■ **PAGE EXCERPT**:
------------------------------------

The total contract value declined 6.8 percent to just over $1.8 billion this year, but the number of projects — 122 — was shortened only by three compared with 2008. The totals during the past two years came even closer to the $2 billion mark.

Four of the top 10 projects in the state are located in Northwest Arkansas. (The complete list of projects can be found here .)

The question on many minds is: What will next year look like? The disruption of service for the financial pipeline controlling the flow of construction dollars also affected timetables.

“It’s certainly not business as usual,” said Keith Richardson, a partner in North Little Rock’s Ridge Construction LLC. “The credit markets tightened up during the past 10 months. But it’s certainly been better during the last four months.”

Loan underwriting that once took six weeks to complete bogged down to three months in some cases. Richardson said the normal rollout of projects was stymied, but he expects activity to increase as pent-up projects start moving again.

“Our pipeline got backed up,” he said. “We were closing loans every two months. There was a stretch where we didn’t do any deals for six months.”

Two prominent family names on the Arkansas scene are associated with this year’s two largest projects: Walton and Rockefeller.

The Crystal Bridges Museum of American Art, led by chief patron Alice Walton, landed atop this year’s roster of large construction projects in Arkansas. The contract for the show-stopping Bentonville development exceeds $100 million.

Linbeck Construction Corp. of Houston is overseeing the work in a joint venture with Conway’s Nabholz Construction. The museum design promises to be a crowd-pleasing Taj Mahal complete with its own reflecting pools.

The complex development, built around and incorporating Crystal Spring, also promises to grace the list of largest Arkansas construction projects for the next couple of years.

The $81.5 million Winthrop P. Rockefeller Cancer Institute on the University of Arkansas for Medical Sciences campus in Little Rock, a holdover from last year, weighed in at No. 2. The project, directed by Little Rock’s CDI Contractors LLC, was one of 11 health care-related construction jobs under way in Arkansas.

Education Top Sector
Education was the biggest sector, with 40 of the 122 projects divided among universities, colleges and K-12 schools. Ouachita Baptist University’s $45 million student housing project in Arkadelphia, overseen by Little Rock’s VCC, is the largest collegiate job.

At nearly $28 million, the new Marion Junior High School is tops among K-12 projects. Little Rock’s Baldwin & Shell Construction Co. is the general contractor on this Crittenden County job.

------------------------------------

■ **DATASET RECORDS**:
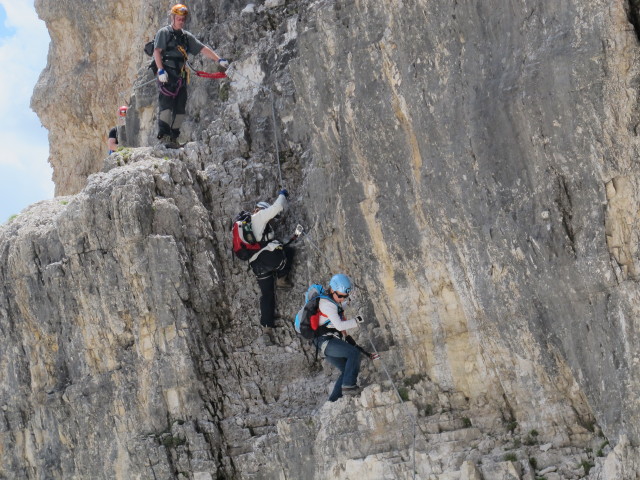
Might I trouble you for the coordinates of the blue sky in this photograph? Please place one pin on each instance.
(25, 173)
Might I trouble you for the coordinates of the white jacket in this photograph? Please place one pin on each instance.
(259, 222)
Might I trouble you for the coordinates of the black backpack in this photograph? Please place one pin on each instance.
(245, 244)
(174, 42)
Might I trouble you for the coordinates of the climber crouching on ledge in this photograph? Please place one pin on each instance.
(171, 46)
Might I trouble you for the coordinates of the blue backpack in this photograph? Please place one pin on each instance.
(308, 318)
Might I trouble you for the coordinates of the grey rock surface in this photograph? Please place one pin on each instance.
(471, 165)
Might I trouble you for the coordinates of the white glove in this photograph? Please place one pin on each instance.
(163, 77)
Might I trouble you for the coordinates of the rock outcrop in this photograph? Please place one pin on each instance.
(471, 165)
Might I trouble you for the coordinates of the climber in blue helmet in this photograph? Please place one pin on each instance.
(339, 348)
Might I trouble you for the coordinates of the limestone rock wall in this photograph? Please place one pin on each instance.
(471, 166)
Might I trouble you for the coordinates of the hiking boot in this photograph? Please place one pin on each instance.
(283, 283)
(351, 390)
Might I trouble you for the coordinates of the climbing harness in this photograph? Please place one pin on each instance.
(168, 93)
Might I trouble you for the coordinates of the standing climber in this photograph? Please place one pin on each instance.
(338, 348)
(112, 141)
(171, 46)
(272, 263)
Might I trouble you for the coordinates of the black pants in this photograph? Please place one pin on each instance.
(172, 110)
(268, 266)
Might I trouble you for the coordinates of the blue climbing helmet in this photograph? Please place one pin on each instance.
(340, 283)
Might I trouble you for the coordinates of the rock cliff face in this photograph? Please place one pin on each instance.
(472, 165)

------------------------------------

■ **TASK LIST**:
1. Answer these from the Arkansas construction article:
(a) How many projects were on this year's list?
(b) Which company is in the joint venture with Linbeck Construction Corp. on the museum work?
(c) Which firm is the general contractor on the new Marion Junior High School?
2. Output the Arkansas construction article word for word, everything from "The complex development, built" down to "couple of years.".
3. Carry the Arkansas construction article forward from its last sentence.

■ **RESPONSES PER TASK**:
1.
(a) 122
(b) Conway's Nabholz Construction
(c) Little Rock's Baldwin & Shell Construction Co.

2.
The complex development, built around and incorporating Crystal Spring, also promises to grace the list of largest Arkansas construction projects for the next couple of years.

3.
Apartments accounted for 18 entries on this year’s list, with Fayetteville’s Lindsey Construction contributing five of the larger projects and Ridge Construction adding seven.

Pulaski County was once again home to the most big-dollar construction projects in Arkansas. But the recent tally of 31 reflects a 26 percent drop compared with 42 a year ago.

The decline wasn’t as precipitous as the 42 percent fall in the Benton-Washington County project total: 38 to 22.

Little Rock alone accounted for 24 projects versus 32 in 2008. Other leading cities this year included Conway at 10, Fayetteville at nine, Rogers at six and Hot Springs at five.

Lindsey Construction’s Greens at Nutters Chapel is the largest Conway project on the list at $34.7 million. The $62.5 million expansion of the VA Hospital by Crossland Construction Co. of Columbus, Kan., is the biggest construction project in Fayetteville.

Average Value Drops

While the list of big-dollar construction projects was pared in some of the larger markets in Arkansas, other projects sprung up around the state to keep the headcount stable.

Coinciding with the geographic dispersion of job sites was a downward nudge of the average project value: more than $15.7 million in 2007 compared with nearly $15.2 million this year.

Nabholz Construction had the most projects of any general contractor on this year’s list with 21 (or 22 if the joint venture on the Crystal Bridges project is counted).

Next in line is CDI Contractors, 11; Baldwin & Shell, 10; and Ridge Construction, seven. Three companies have five projects each on the list: Lindsey Construction, May Construction Co. of Little Rock and Crossland Construction.